### PROVIDED PASSAGE
-*-*-

Thursday, July 4, 2013
Hi everybody,
Well, another eventful afternoon in the life of MS man. The other day, my case worker told me to quit using my walker and just use my power wheelchair... then put the walker out on my balcony. Yesterday and today I had three workers due here, yesterday my PSW worker, and today a CCAC volunteer and the case worker I spoke of all booked sick. I needed my laundry done... just a hamper and two loads. It was my intention to fetch the walker from the balcony and use it to carry my laundry down to the laundry room and do it myself. Wrong move. My legs and balance could not handle getting the walker through my narrow sliding door to the balcony and I fell in a heap. I always am wearing my panic button, and with this MS, my left leg is near corpse level, so once I am down, no getting up. Again, third time in the last month, I was down, it is frustrating. An ambulance was called, three beautiful female paramedics arrived, managed to get me into my wheelchair. My head now has a big bump from falling onto a table leg. Luckily, because of my past athletic days so long ago, my head is as hard as stone, and even though there is a bump and it is red, it does not hurt at all. The paramedics wanted me to go for an ambulance ride to the hospital, but I just needed to get up and go to the toidie.

-*-*-

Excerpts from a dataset
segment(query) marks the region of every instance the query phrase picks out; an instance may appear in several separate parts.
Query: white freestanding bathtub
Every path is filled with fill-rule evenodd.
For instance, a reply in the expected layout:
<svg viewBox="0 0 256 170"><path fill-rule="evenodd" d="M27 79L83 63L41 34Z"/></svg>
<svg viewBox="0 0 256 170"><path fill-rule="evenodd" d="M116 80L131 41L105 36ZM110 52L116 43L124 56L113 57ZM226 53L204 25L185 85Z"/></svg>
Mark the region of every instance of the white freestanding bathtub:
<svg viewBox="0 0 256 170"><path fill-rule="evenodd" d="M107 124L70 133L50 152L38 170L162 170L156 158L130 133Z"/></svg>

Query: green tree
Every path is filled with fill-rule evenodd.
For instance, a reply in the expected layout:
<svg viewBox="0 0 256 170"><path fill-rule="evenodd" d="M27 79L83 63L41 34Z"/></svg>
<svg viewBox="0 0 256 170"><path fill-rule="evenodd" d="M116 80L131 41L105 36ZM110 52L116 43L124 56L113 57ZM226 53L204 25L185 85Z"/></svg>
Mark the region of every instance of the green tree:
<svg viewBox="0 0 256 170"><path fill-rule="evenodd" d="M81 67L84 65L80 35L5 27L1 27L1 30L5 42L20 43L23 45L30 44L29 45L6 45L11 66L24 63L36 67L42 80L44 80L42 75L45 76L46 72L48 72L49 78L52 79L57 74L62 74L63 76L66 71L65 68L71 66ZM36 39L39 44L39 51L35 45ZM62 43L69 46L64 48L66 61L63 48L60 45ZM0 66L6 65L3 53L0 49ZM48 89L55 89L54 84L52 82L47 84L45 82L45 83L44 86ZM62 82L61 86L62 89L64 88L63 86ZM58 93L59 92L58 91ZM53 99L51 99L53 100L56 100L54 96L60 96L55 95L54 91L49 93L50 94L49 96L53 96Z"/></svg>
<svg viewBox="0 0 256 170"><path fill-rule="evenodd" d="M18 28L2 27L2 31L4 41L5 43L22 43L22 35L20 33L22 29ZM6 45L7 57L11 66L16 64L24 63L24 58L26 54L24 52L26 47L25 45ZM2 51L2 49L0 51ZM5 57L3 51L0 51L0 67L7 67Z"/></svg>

-*-*-

### REQUIREMENT 1
According to the blog post about the fall, why did the writer set out to fetch the walker from the balcony?
### REQUIREMENT 2
Answer these from the blog post about the fall:
(a) Where had the case worker told the writer to put the walker?
(b) What did the writer's head hit in the fall?
(c) How many paramedics arrived?
### REQUIREMENT 3
Extend the blog post about the fall, starting after its last sentence.

### EXERCISE RESPONSE 1
The three workers due yesterday and today had all booked sick, and the laundry needed doing. The writer planned to use the walker to carry the laundry down to the laundry room and do it himself.

### EXERCISE RESPONSE 2
(a) Out on the balcony.
(b) A table leg.
(c) Three.

### EXERCISE RESPONSE 3
Today I used the time to build a new shelving unit from the wheelchair, for my living room, just like my shelving unit that was not returned to me from Barrie. I probably used up any gusto that I had in doing so. Of course, it all brought back to recent memory of being dumped because I had MS, all my possessions that I could have used and were likely sold to her benefit., and being accused of being a wife beating abusive son of a, which I am not. I just thought I would never have done any of this to her... I sincerely meant my vows years ago and would have stayed through this disease, even if she had shot at me for pete sakes. The stressful thoughts with this MS likely did me in today.
Now, rest, a sandwich, and hope the Jays win. Exciting evening. But......... I will never, never be robbed of my joy. Heres to you Holly.